|The official Kings X websites states: Magic filled the air when King's X visited Cleveland, OH, in the Summer of 1991. It was only better in 1992. After completing the new recordings found on "The Bigger Picture" (and the subsequent, self-titled fourth album), King's X embarked on a Summer mission across the continent, pausing in the Forest City only long enough to seize the town's airwaves and decimate the Empire Concert Club. "Tales from the Empire" is a two CD set, originally recorded live on 6/26/92 at the Empire Concert Club in Cleveland, OH. This show is touted as the finest King's X performance during their 1992 U.S. tour and also ranks as one of the most legendary shows ever given by the band. The concert was originally broadcast over the FM airwaves, courtesy of WMMS-Cleveland. However, "Tales from the Empire" was taken from the band's own, "pre-radio-airwaves compression" master, complete with a new digital remaster.|
With the release of "Tales from the Empire", Kings X is once again branding the music scene with their own indelible mark, one that remains as original and thought provoking now as it did 20+ years ago when the band set out to forge a new trail in the American rock scene.
We recently had the chance to catch up with legendary Kings X guitarist and producer Ty Tabor to talk about the new, much anticipated cd, what is the secret to the Ty Tabor sound, and get an inside look into one of the most recognized American rock bands to ever hit the scene.
Ladies and gentleman we give you Ty Tabor!
K/J: So let's begin with a bit of a bio feedback if you will on the legendary guitarist and producer Ty Tabor...word as it that you started out as a teenager playing bluegrass—so tell our readers how you developed from bluegrass to your current tag as a progressive metal guitarist?
Ty Tabor: Well, that's a bit of a myth. I did play bluegrass growing up but it wasn't that I wasn't playing rock and roll at the same time. I think people assume that I started playing bluegrass and then switched to rock and roll, but I've been playing rock and roll the whole time. That's where my heart was, and is, at. I did play bluegrass with my family for years. We did a lot of gigging, played festivals and events but it was just one of the things I was doing. As soon as I got home I was plugging my electric in and rockin' out, and that was definitely what I was into most. The bluegrass thing, though, was a great family thing. We had a blast camping, playing festivals and just making music together.

• WORK TO COMPLETE
Reproduce the entire King's X interview word for word. The listing that comes next has no part in this work.

• INFORMATION SHOWN

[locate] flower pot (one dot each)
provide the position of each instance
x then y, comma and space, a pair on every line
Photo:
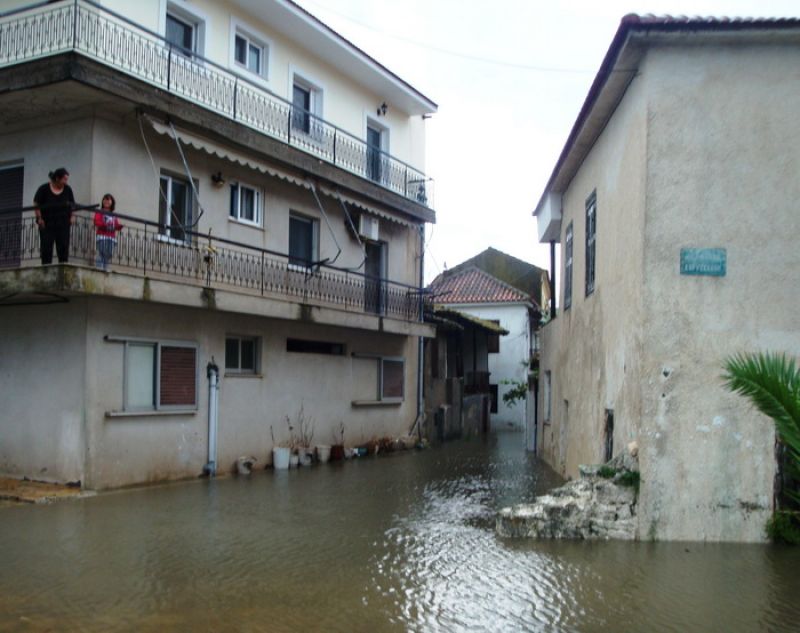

• COMPLETED TASK
|The official Kings X websites states: Magic filled the air when King's X visited Cleveland, OH, in the Summer of 1991. It was only better in 1992. After completing the new recordings found on "The Bigger Picture" (and the subsequent, self-titled fourth album), King's X embarked on a Summer mission across the continent, pausing in the Forest City only long enough to seize the town's airwaves and decimate the Empire Concert Club. "Tales from the Empire" is a two CD set, originally recorded live on 6/26/92 at the Empire Concert Club in Cleveland, OH. This show is touted as the finest King's X performance during their 1992 U.S. tour and also ranks as one of the most legendary shows ever given by the band. The concert was originally broadcast over the FM airwaves, courtesy of WMMS-Cleveland. However, "Tales from the Empire" was taken from the band's own, "pre-radio-airwaves compression" master, complete with a new digital remaster.|
With the release of "Tales from the Empire", Kings X is once again branding the music scene with their own indelible mark, one that remains as original and thought provoking now as it did 20+ years ago when the band set out to forge a new trail in the American rock scene.
We recently had the chance to catch up with legendary Kings X guitarist and producer Ty Tabor to talk about the new, much anticipated cd, what is the secret to the Ty Tabor sound, and get an inside look into one of the most recognized American rock bands to ever hit the scene.
Ladies and gentleman we give you Ty Tabor!
K/J: So let's begin with a bit of a bio feedback if you will on the legendary guitarist and producer Ty Tabor...word as it that you started out as a teenager playing bluegrass—so tell our readers how you developed from bluegrass to your current tag as a progressive metal guitarist?
Ty Tabor: Well, that's a bit of a myth. I did play bluegrass growing up but it wasn't that I wasn't playing rock and roll at the same time. I think people assume that I started playing bluegrass and then switched to rock and roll, but I've been playing rock and roll the whole time. That's where my heart was, and is, at. I did play bluegrass with my family for years. We did a lot of gigging, played festivals and events but it was just one of the things I was doing. As soon as I got home I was plugging my electric in and rockin' out, and that was definitely what I was into most. The bluegrass thing, though, was a great family thing. We had a blast camping, playing festivals and just making music together.